> **Passage**
One of the unfortunate mainstays of local schools is the well known transmissibility of every bug and virus making its way through the halls and classrooms to be carried around by students and teachers alike. The flu bugs and the typical array of colds and rhinoviruses enjoy a season of days or even weeks, making their way home to infect parents, siblings and friends until they run their course and burn out like a meteorite in the atmosphere. So, we have a well known, predictable model regarding normal seasonal and other transmissible viruses and many families can attest to the annoyances of picking up the latest bug from school.
Now I read that many communities are eager to reopen their schools, including a recent survey in Raleigh querying 330,000 parents about their comfort with returning to status quo in schools restarting:
In the parent survey – parents were allowed to submit more than one response if they had multiple children in the district – 58% said they didn’t want to remain in remote learning while waiting for the county’s COVID-19 infections to go down, and 63.4% said they didn’t want ot remain in remote learning until vaccines are more widely available.
Most responses – 90.8% — said they were somewhat or very comfortable with returning to classrooms in rotation. Fewer responses – 70.3% — said they were somewhat or very comfortable with returning all students to classrooms everyday.
A few observations and questions appear to be in order:
- Is COVID done with infecting communities or is it going to continue doing damage at the level that is killing more people daily than 911?
- Is there any reason to assume the new variant that has become dominant wherever it has been introduced will be less impactful than the old?
- Will teachers be expected to risk their health or lives and that of their families to accommodate a consensus whether or not it is based on fact and reality?

> **Required action A**
List every percentage given in the passage on reopening schools.
> **Required action B**
Rewrite the passage on reopening schools between "- Will teachers" and "fact and reality?", inclusive, substituting "school staff" for "teachers".
The records that follow have no connection to the passage on reopening schools.

> **Supplied data**

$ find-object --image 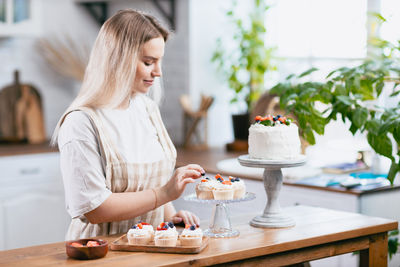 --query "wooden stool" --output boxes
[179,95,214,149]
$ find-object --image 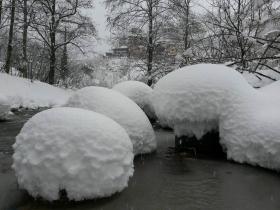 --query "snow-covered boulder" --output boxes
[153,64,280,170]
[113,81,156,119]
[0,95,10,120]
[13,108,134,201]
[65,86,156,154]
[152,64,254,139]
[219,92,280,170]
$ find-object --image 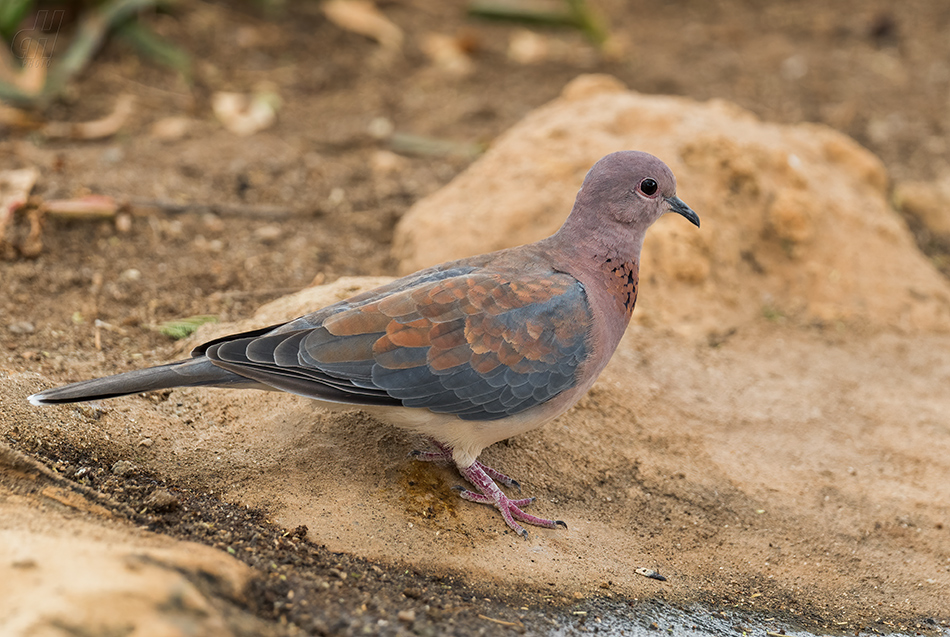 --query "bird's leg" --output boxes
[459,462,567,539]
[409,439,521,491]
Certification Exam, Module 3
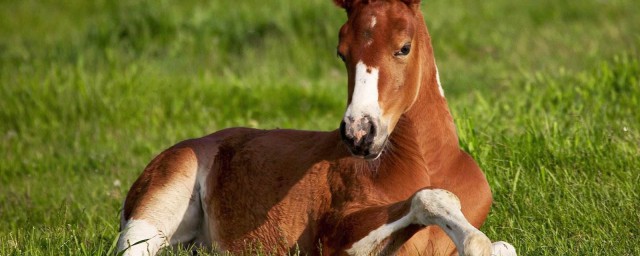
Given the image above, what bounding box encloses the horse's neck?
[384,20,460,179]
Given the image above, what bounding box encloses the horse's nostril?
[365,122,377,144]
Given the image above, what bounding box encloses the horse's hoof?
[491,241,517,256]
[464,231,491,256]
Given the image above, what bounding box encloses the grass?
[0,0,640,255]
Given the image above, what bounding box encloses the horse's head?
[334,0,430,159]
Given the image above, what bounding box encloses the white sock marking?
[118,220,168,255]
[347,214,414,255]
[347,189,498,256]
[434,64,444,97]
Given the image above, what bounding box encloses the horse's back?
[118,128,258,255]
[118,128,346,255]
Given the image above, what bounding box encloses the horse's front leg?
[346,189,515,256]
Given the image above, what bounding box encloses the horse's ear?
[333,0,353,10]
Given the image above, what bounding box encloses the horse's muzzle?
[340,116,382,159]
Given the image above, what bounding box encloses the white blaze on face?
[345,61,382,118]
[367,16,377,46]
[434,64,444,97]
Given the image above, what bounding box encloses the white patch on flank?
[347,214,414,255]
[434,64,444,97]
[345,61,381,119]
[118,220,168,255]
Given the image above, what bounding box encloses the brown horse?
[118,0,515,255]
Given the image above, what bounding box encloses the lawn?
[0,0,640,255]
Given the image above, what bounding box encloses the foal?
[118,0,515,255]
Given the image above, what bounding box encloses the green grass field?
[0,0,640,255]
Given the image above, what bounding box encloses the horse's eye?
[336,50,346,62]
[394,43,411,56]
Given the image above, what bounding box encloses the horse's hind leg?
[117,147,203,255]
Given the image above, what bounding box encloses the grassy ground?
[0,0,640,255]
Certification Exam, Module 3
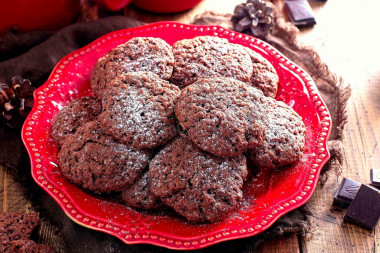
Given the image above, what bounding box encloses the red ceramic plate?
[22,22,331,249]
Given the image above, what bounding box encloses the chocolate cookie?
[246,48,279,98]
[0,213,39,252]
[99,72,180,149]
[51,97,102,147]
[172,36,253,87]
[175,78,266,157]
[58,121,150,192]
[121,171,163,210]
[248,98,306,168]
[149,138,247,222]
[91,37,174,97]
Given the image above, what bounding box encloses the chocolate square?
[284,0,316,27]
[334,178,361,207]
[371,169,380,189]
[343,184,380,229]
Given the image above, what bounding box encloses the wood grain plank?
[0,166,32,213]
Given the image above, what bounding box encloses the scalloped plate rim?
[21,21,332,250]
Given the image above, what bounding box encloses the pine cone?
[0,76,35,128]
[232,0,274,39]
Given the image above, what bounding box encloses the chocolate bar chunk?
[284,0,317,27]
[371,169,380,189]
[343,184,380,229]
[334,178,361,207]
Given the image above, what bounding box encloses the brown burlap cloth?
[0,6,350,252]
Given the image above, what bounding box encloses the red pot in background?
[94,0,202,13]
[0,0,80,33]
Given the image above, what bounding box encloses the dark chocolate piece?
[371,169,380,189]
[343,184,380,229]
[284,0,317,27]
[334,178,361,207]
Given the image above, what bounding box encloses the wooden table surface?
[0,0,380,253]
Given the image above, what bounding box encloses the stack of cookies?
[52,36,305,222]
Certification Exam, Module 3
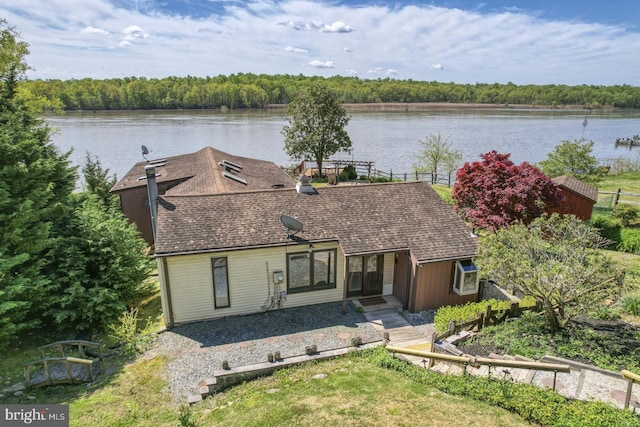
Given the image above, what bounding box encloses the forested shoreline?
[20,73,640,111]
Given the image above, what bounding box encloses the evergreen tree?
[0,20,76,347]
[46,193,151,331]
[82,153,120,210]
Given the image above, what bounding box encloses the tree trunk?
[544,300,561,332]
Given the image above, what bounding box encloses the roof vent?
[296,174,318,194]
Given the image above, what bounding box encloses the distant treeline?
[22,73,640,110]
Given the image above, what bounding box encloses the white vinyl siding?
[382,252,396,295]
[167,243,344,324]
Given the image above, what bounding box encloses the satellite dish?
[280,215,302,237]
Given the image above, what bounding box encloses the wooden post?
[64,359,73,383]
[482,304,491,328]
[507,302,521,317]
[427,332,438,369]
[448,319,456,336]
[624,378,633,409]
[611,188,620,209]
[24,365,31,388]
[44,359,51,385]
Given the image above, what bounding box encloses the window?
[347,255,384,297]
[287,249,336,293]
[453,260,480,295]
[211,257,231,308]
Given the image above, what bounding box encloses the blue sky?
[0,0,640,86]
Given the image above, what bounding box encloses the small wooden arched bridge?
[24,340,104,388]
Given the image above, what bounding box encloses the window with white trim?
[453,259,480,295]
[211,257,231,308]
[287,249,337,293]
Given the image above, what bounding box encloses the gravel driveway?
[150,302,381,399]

---

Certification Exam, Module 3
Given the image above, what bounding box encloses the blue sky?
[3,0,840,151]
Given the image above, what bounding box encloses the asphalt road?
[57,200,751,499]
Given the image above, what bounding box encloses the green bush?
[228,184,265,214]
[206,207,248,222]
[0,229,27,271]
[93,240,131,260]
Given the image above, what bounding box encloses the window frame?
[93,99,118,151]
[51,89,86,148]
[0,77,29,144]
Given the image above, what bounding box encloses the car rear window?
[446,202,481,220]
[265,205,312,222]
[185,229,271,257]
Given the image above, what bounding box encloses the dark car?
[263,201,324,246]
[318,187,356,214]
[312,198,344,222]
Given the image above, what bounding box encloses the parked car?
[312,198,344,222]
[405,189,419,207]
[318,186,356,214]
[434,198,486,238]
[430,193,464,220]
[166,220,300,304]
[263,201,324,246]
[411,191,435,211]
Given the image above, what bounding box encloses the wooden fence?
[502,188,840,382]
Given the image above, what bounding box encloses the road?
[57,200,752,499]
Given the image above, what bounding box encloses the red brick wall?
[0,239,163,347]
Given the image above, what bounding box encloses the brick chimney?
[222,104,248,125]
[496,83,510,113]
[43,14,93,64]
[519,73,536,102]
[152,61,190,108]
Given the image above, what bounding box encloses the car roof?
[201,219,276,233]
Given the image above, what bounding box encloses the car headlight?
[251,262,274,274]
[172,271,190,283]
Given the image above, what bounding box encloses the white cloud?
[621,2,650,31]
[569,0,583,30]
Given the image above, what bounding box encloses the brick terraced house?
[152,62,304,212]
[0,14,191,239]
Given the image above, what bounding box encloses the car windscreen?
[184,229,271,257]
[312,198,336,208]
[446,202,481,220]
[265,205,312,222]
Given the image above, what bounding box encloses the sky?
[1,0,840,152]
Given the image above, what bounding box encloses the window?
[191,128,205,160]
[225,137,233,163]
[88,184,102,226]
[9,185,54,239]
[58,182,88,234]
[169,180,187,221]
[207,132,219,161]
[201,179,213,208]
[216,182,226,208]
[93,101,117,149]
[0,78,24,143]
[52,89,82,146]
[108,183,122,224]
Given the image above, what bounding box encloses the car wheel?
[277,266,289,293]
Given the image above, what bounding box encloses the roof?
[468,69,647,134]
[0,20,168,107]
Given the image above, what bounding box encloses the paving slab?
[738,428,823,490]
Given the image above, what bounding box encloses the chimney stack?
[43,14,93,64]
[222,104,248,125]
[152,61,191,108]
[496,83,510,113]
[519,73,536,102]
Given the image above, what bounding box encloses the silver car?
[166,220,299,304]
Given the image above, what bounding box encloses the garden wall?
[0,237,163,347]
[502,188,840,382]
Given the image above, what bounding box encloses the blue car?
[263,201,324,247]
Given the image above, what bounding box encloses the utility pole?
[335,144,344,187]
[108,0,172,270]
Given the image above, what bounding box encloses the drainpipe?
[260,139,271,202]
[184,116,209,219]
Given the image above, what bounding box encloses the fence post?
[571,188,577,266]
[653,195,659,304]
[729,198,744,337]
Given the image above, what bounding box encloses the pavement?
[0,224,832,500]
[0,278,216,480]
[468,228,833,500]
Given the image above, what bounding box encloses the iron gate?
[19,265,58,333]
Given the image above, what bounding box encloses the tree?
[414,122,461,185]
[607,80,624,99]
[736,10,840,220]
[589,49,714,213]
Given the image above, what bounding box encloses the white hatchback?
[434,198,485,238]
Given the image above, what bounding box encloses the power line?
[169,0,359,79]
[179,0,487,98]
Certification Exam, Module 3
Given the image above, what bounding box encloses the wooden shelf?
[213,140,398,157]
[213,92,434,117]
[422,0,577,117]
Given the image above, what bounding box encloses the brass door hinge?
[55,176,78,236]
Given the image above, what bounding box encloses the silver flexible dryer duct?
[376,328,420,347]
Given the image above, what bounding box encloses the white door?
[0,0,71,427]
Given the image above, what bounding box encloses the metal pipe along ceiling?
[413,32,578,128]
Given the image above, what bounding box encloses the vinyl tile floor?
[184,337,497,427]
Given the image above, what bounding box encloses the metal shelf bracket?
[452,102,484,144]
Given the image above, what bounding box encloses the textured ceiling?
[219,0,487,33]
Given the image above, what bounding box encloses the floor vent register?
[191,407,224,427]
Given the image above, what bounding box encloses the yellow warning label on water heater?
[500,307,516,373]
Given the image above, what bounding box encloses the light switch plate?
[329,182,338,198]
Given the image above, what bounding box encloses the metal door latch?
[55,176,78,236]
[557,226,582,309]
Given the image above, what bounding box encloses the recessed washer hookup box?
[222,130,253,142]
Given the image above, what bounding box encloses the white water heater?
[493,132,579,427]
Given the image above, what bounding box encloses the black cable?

> **Final answer A**
58%, 63.4%, 90.8%, 70.3%

> **Final answer B**
- Will school staff be expected to risk their health or lives and that of their families to accommodate a consensus whether or not it is based on fact and reality?